Given passage:

↓↓↓

SUNSHINE and SUNRISE trial data will be submitted to the FDA as part of Novartis’ Biologics License Application (BLA) for secukinumab in hidradenitis suppurativa.
Late-breaking abstract findings at the 31st European Academy of Dermatology and Venereology (EADV) Congress showed that Cosentyx (secukinumab; Novartis) was associated with significantly rapid and sustained improvement in hidradenitis suppurativa (HS) signs and symptoms.
Two pivotal phase 3 studies (SUNSHINE and SUNRISE) examined 2 dose regimens (300 mg every 2 [Q2W] or 4 weeks [Q4W] after standard weekly loading doses) of secukinumab, a fully human monoclonal immunoglobulin G1/j isotype antibody that selectively binds to and neutralizes the proinflammatory cytokine interleukin (IL)-17A, across 16-week (vs placebo) and 52-week treatment periods in patients 18 years and older with moderate to severe HS.

↑↑↑

Source data:
↓↓↓

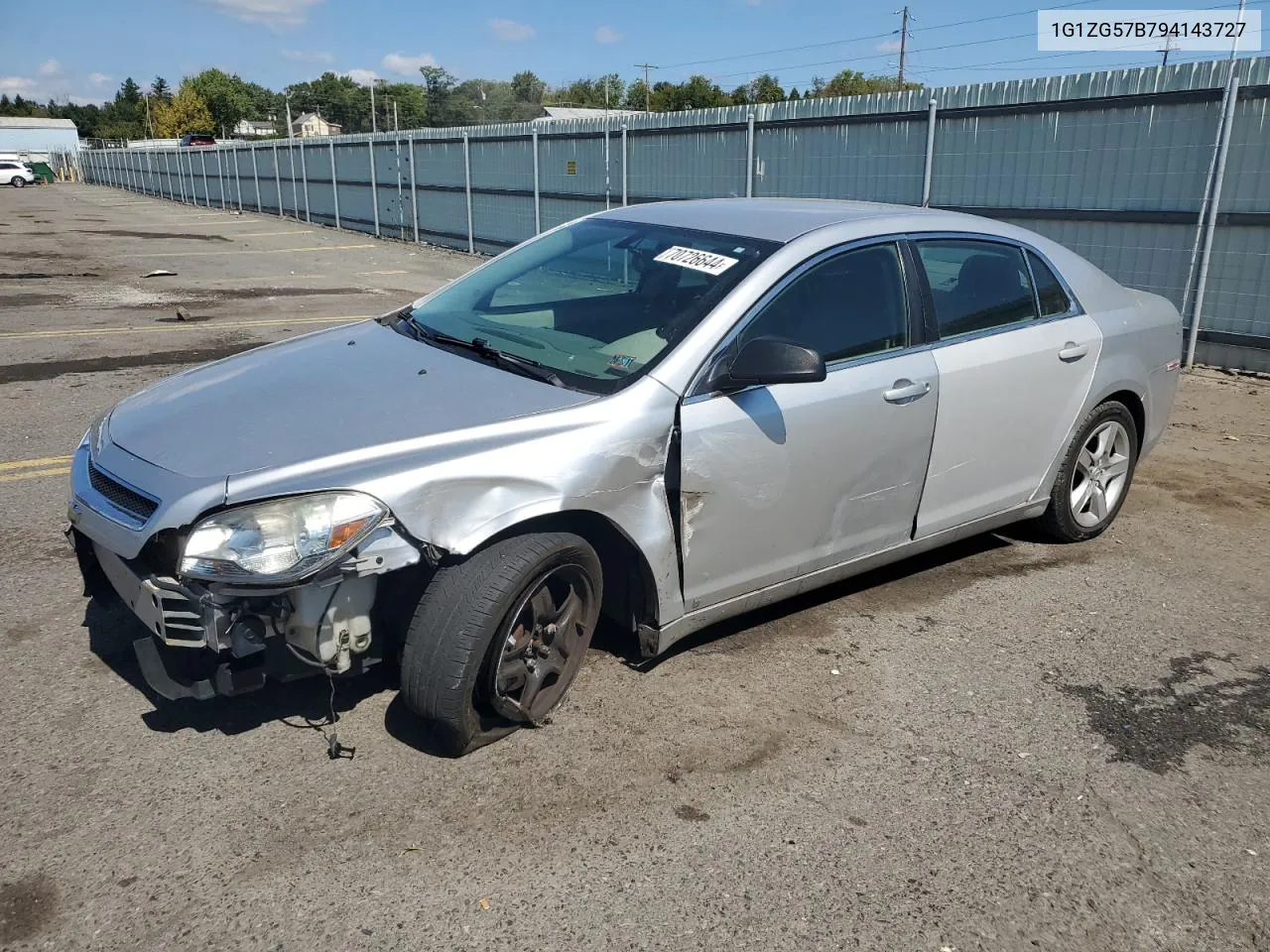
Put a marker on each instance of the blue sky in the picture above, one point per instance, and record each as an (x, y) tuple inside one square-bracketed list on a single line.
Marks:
[(82, 49)]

↑↑↑

Problem details: According to the passage on the secukinumab trials, which proinflammatory cytokine does secukinumab selectively bind to and neutralize? The data come from a separate source and are unrelated to the passage.

Written answer: Interleukin (IL)-17A.